PROVIDED RECORDS.
§ §

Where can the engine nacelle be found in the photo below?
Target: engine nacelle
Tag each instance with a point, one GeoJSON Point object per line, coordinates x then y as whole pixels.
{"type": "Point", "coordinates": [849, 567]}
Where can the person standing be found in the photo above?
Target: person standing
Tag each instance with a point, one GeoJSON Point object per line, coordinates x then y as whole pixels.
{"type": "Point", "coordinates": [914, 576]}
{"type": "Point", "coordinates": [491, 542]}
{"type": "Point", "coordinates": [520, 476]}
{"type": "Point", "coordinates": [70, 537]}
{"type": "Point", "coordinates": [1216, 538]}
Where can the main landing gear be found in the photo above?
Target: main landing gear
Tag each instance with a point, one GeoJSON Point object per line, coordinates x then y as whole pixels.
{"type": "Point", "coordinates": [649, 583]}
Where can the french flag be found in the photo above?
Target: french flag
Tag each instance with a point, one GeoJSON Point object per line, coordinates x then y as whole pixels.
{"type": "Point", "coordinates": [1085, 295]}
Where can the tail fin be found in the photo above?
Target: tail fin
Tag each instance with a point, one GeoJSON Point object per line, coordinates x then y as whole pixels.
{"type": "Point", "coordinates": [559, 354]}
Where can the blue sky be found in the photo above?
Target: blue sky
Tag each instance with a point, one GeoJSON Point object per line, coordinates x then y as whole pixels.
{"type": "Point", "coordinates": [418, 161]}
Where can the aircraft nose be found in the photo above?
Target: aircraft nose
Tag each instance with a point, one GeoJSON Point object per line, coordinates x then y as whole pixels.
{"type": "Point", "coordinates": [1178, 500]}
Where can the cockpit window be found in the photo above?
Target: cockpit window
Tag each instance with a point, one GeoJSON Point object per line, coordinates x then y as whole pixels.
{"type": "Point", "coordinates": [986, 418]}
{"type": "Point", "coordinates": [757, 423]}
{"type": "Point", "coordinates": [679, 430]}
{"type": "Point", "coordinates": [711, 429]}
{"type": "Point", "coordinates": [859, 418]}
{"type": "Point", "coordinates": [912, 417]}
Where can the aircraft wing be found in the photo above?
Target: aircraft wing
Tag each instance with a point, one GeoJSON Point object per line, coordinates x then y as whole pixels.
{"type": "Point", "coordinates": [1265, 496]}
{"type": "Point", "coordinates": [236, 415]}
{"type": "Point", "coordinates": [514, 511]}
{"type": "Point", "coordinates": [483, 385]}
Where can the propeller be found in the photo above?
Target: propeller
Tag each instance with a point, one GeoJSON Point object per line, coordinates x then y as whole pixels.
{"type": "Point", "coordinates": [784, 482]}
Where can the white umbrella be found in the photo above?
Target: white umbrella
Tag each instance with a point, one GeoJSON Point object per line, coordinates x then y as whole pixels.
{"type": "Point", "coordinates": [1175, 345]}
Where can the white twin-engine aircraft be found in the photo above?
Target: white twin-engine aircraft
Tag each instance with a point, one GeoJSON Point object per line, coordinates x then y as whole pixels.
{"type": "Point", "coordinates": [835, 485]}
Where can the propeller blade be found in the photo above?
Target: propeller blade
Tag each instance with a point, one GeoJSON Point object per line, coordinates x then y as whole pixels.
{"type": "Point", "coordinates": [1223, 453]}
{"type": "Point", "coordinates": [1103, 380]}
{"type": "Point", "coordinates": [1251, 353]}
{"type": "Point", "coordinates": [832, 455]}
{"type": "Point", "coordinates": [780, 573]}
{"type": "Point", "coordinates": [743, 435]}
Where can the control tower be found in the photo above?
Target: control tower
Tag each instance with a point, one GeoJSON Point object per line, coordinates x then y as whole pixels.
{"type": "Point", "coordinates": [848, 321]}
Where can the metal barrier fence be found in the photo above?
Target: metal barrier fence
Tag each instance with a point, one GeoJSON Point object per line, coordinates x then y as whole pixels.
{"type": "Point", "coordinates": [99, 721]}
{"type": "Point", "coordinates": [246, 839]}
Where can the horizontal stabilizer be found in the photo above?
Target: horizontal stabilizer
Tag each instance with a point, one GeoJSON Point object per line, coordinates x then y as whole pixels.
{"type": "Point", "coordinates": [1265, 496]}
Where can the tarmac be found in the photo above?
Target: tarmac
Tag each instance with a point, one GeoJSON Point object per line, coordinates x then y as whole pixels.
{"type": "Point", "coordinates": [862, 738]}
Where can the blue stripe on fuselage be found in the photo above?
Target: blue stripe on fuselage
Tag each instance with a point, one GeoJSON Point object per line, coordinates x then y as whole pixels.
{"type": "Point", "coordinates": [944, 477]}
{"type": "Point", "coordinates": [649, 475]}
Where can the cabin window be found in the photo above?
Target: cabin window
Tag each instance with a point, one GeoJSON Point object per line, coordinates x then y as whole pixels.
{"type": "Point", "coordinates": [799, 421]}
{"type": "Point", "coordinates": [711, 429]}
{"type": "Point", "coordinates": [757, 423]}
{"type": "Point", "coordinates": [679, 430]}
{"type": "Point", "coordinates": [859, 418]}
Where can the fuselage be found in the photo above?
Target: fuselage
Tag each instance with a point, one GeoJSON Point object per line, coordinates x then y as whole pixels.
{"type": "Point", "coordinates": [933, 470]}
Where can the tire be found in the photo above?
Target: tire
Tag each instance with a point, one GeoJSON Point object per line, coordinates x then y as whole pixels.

§ §

WRITTEN REQUEST. Copy the lines above word for word.

EXERCISE SOLUTION.
Where can the engine nacelle be found in the photo below?
Target: engine nacelle
Tag each instance with a point, one GeoJSON Point object per line, coordinates x then y as whole pixels.
{"type": "Point", "coordinates": [849, 567]}
Where can the person standing be found in the photo above?
Target: person standing
Tag each instance with a point, one GeoJSON Point object per line, coordinates x then y as whole pixels.
{"type": "Point", "coordinates": [914, 576]}
{"type": "Point", "coordinates": [491, 542]}
{"type": "Point", "coordinates": [520, 476]}
{"type": "Point", "coordinates": [70, 537]}
{"type": "Point", "coordinates": [1216, 538]}
Where can the main landing gear be found in the photo above?
Target: main landing gear
Tag each instance with a point, one GeoJSON Point object per line, coordinates x then y as whole pixels.
{"type": "Point", "coordinates": [649, 583]}
Where can the french flag be found in the photo above?
Target: french flag
Tag each instance with a point, one GeoJSON Point object per line, coordinates x then y as whole pixels.
{"type": "Point", "coordinates": [1085, 295]}
Where can the tail fin be found in the photo above?
Target: tail fin
Tag each instance with a point, one GeoJSON Point object per line, coordinates x then y as whole pixels.
{"type": "Point", "coordinates": [559, 354]}
Where can the blue sky be found in the photo above?
Target: blue sky
Tag each instance with a point, one GeoJSON Point object per line, coordinates x then y as whole pixels.
{"type": "Point", "coordinates": [418, 161]}
Where can the aircraft nose be found in the photo above?
Target: aircraft nose
Tag each instance with a point, one GeoJSON Point object per line, coordinates x then y as whole pixels.
{"type": "Point", "coordinates": [1178, 500]}
Where can the cockpit window be found in the photo above?
Target: cockpit window
Tag each instance with a point, one GeoJSON Point object per line, coordinates x then y as whole pixels.
{"type": "Point", "coordinates": [986, 418]}
{"type": "Point", "coordinates": [757, 423]}
{"type": "Point", "coordinates": [679, 430]}
{"type": "Point", "coordinates": [711, 429]}
{"type": "Point", "coordinates": [859, 418]}
{"type": "Point", "coordinates": [912, 417]}
Where can the aircraft wing be found in the photo above?
Target: aircraft wing
Tag each instance with a point, one GeoJSON Point object per line, coordinates x then y as whole pixels.
{"type": "Point", "coordinates": [1265, 496]}
{"type": "Point", "coordinates": [236, 415]}
{"type": "Point", "coordinates": [514, 511]}
{"type": "Point", "coordinates": [483, 385]}
Where can the propeller be found in the photo above?
Target: propeller
Tag each instance with a point, one GeoJSON Point object per line, coordinates x then y as whole pixels.
{"type": "Point", "coordinates": [784, 482]}
Where can the white umbrella be found in the photo above?
Target: white umbrella
Tag each instance with a point, one GeoJSON Point object per line, coordinates x then y as whole pixels.
{"type": "Point", "coordinates": [1175, 345]}
Where can the white twin-engine aircraft be found in the photo above?
Target: white twin-engine aircraft
Tag each instance with a point, one GeoJSON Point object per line, coordinates x then y as whole pixels.
{"type": "Point", "coordinates": [835, 485]}
Where can the propeller blade be found in the photo above?
Target: propeller blade
Tag each instance with a point, one GeoJSON Point object per line, coordinates x then y as whole pixels.
{"type": "Point", "coordinates": [1223, 453]}
{"type": "Point", "coordinates": [1103, 380]}
{"type": "Point", "coordinates": [1251, 353]}
{"type": "Point", "coordinates": [832, 455]}
{"type": "Point", "coordinates": [780, 573]}
{"type": "Point", "coordinates": [743, 435]}
Where can the control tower be found in the photo above?
Target: control tower
Tag each instance with a point, one GeoJSON Point object per line, coordinates x then y as whole pixels.
{"type": "Point", "coordinates": [848, 321]}
Where can the metal barrier fence be found in the photo above?
Target: metal barrier fence
Tag each instance with a point, one GeoJSON Point object per line, coordinates x then y as whole pixels.
{"type": "Point", "coordinates": [99, 721]}
{"type": "Point", "coordinates": [246, 839]}
Where can the horizontal stabilizer be found in the photo above?
Target: horizontal stabilizer
Tag each instance with a point, one GeoJSON Point object per line, coordinates x then y as whole pixels.
{"type": "Point", "coordinates": [1265, 496]}
Where can the tarmac be found in the photo above?
Target: tarmac
Tag each instance with a point, one GeoJSON Point object per line, coordinates x then y as whole pixels.
{"type": "Point", "coordinates": [862, 738]}
Where can the blue stripe on fuselage be found in the photo above?
Target: blue stripe on fuselage
Tag each instance with a point, one GeoJSON Point object per line, coordinates x then y as whole pixels.
{"type": "Point", "coordinates": [944, 477]}
{"type": "Point", "coordinates": [649, 475]}
Where can the cabin window be found in the photo above?
Target: cabin window
Tag each instance with a point, one GeoJSON Point object per line, coordinates x then y as whole pixels.
{"type": "Point", "coordinates": [799, 421]}
{"type": "Point", "coordinates": [711, 429]}
{"type": "Point", "coordinates": [757, 423]}
{"type": "Point", "coordinates": [679, 430]}
{"type": "Point", "coordinates": [859, 418]}
Where can the fuselage be found in the photo above?
Target: fuselage
Tag each instance with a point, one GeoJSON Point object per line, coordinates x then y as whole pixels.
{"type": "Point", "coordinates": [933, 470]}
Where can the tire be found in the photo above?
Target: tire
Tag each instance with a point, one GeoJSON Point object per line, coordinates x then y as whole pixels.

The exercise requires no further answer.